Tally how many lines in the material below include the word "shirt". Reply with that number alone.

========

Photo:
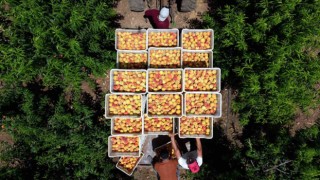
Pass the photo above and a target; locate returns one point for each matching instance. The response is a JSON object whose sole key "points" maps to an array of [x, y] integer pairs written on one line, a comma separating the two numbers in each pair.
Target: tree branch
{"points": [[276, 167]]}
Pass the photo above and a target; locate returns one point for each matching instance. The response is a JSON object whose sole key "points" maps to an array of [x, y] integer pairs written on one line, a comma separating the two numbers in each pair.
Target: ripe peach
{"points": [[165, 58], [125, 144], [133, 60], [200, 80], [128, 163], [127, 125], [195, 126], [157, 124], [201, 104], [193, 59], [164, 104], [162, 39], [124, 104], [165, 81], [196, 40], [129, 81], [131, 40]]}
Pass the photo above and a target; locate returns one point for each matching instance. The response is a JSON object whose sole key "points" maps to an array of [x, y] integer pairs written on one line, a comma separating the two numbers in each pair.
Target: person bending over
{"points": [[191, 160], [158, 19], [166, 168]]}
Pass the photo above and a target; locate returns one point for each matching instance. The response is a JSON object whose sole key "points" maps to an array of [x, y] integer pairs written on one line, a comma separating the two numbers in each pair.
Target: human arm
{"points": [[174, 146], [199, 147]]}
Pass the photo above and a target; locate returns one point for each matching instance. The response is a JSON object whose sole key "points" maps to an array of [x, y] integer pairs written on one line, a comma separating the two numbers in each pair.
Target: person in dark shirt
{"points": [[158, 19], [167, 168]]}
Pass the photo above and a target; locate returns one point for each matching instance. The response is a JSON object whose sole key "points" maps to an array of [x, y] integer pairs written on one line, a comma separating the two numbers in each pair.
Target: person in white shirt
{"points": [[191, 160]]}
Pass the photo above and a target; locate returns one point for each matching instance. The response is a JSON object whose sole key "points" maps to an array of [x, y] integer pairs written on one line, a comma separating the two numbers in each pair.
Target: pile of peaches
{"points": [[124, 105], [194, 126], [131, 40], [129, 81], [125, 144]]}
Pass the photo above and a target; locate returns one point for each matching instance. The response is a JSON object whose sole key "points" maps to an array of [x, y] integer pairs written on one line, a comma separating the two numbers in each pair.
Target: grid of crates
{"points": [[161, 77]]}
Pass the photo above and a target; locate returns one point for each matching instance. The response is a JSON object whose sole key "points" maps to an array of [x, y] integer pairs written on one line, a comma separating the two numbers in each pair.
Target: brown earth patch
{"points": [[181, 19]]}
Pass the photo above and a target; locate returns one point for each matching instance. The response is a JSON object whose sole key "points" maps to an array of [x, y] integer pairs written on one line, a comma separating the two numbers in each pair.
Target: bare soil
{"points": [[135, 20]]}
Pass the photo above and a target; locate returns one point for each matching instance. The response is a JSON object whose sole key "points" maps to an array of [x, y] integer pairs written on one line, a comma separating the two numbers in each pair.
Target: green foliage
{"points": [[49, 42], [266, 52]]}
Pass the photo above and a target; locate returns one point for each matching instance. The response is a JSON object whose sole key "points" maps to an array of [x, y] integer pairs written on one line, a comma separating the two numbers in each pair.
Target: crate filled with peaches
{"points": [[126, 126], [128, 164], [195, 127], [124, 146]]}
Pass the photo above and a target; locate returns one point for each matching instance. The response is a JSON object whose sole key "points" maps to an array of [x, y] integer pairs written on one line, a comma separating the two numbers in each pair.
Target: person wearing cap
{"points": [[191, 160], [166, 168], [158, 19]]}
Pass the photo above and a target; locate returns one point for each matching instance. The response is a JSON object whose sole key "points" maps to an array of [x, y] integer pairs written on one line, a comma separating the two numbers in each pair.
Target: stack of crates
{"points": [[160, 86]]}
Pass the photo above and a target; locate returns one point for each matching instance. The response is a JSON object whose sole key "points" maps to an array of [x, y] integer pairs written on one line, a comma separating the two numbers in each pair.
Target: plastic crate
{"points": [[219, 105], [163, 30], [119, 154], [168, 116], [210, 64], [129, 173], [159, 132], [218, 79], [182, 80], [198, 30], [114, 133], [124, 70], [198, 136], [172, 48], [107, 115], [132, 31], [142, 65]]}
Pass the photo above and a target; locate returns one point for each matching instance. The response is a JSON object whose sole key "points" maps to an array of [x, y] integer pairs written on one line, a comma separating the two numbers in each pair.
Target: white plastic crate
{"points": [[119, 154], [169, 116], [159, 132], [198, 136], [107, 115], [124, 70], [115, 133], [218, 113], [210, 65], [156, 48], [129, 173], [198, 30], [164, 30], [133, 31], [182, 80], [145, 65], [218, 79]]}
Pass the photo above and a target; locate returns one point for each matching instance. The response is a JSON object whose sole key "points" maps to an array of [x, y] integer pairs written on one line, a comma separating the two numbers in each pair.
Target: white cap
{"points": [[164, 13]]}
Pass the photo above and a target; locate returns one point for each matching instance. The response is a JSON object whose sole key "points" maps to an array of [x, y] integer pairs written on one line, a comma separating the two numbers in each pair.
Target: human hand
{"points": [[171, 135]]}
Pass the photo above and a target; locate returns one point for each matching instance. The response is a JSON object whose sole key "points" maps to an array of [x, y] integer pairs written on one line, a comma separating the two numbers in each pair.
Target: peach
{"points": [[196, 40], [133, 60], [195, 126], [193, 59], [200, 80], [128, 163], [165, 58], [125, 144], [124, 104], [131, 40], [127, 125], [162, 39], [164, 104], [157, 124], [165, 81], [129, 81], [201, 104]]}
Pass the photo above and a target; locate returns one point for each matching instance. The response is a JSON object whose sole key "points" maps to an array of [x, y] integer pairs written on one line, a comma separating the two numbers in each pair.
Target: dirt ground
{"points": [[181, 19]]}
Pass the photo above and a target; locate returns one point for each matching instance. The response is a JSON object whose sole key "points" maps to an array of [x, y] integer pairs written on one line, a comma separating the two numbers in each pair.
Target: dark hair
{"points": [[164, 154], [190, 160]]}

========

_RESPONSE FOR THIS EXERCISE_
2